[Stored records]
▼▼▼

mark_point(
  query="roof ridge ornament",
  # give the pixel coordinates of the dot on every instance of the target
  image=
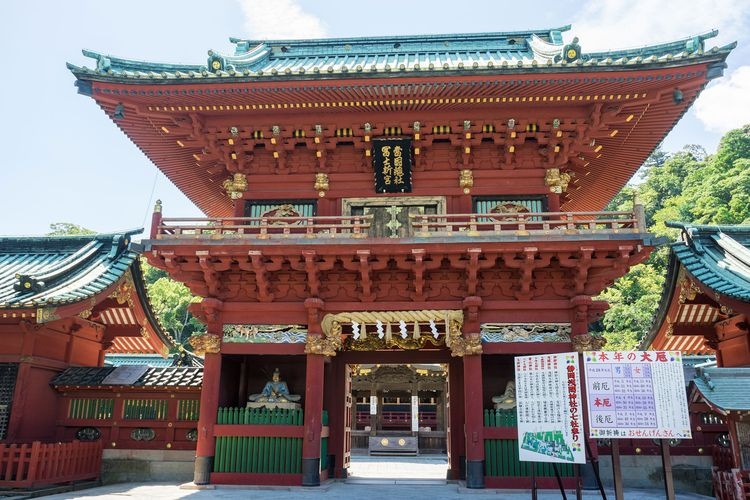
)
(570, 52)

▲▲▲

SET TASK:
Tally the lines in the items above that contain the string "pixel", and reply with the count alone.

FULL ANSWER:
1